● **TAREFA PROPOSTA**
Prolongue o texto sobre a exposição “Casa Vale Ferreira”, em Serralves, a partir da última frase apresentada.

● **TEXTO PARA LEITURA**
▶

A exposição “Casa Vale Ferreira” é inaugurada nesta quarta-feira em Serralves (Porto), com a presença da dupla de artistas João Pedro Vale e Nuno Alexandre Ferreira, que também anunciaram o seu casamento esta tarde, no Porto.
“É um dia muito especial. É uma exposição antológica. Tirámos partido da Casa de Serralves e este é um dia muito feliz que é aberto a artistas vivos [a Casa de Serralves tem sido palco para a Coleçao Miró]. É a primeira vez que estamos a usar os três pisos da casa, desde a cozinha à casa de banho. A exposição celebra a vida e obra de João Pedro Vale e Nuno Alexandre Ferreira, ligados pela vida e obra há mais de 20 anos”, declarou Inês Grosso, curadora da exposição, durante a visita de apresentação à imprensa.

◀

● **BLOCO DE DADOS**
▶

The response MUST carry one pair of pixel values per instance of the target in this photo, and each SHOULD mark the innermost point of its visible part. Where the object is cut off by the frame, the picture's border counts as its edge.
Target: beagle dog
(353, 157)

◀

● **PROBLEMA RESOLVIDO**
A exposição “Casa Vale Ferreira é uma viagem pelas obras da dupla de artistas portugueses, unidos há mais de duas décadas pela arte e pelo amor, que inclui projetos iniciais, criações recentes e novas instalações concebidas especificamente para Serralves”, explica Inês Grosso.
A Casa de Serralves (conhecida pela Casa cor-de-rosa) transforma-se, assim, a partir desta quarta-feira, num cenário de “encontros inesperados, proporcionando um contexto único para a reflexão e releitura de uma obra que se tem reinventado ao longo dos anos, inclusivamente através de inúmeras colaborações e parcerias com as artes performativas e com outros projetos multidisciplinares“, explica o texto de apresentação da mostra.
“Da cozinha às salas de estar e jantar, passando pelas escadarias e casas de banho, os artistas ocupam quase todos os espaços da antiga residência privada, desenhando um percurso que transcende a memória do lugar e tece uma narrativa paralela que combina eventos históricos, literários e lendas”, lê-se no dossiê de imprensa.
Foi junto à instalação “The Tearoom” que abre a exposição com dezenas de blusões de cabedal de culto de fãs, exibidos num “charriot” com mais de quatro metros de comprimento, que a dupla de artistas anunciou que se ia casar nesta quarta-feira, no Porto.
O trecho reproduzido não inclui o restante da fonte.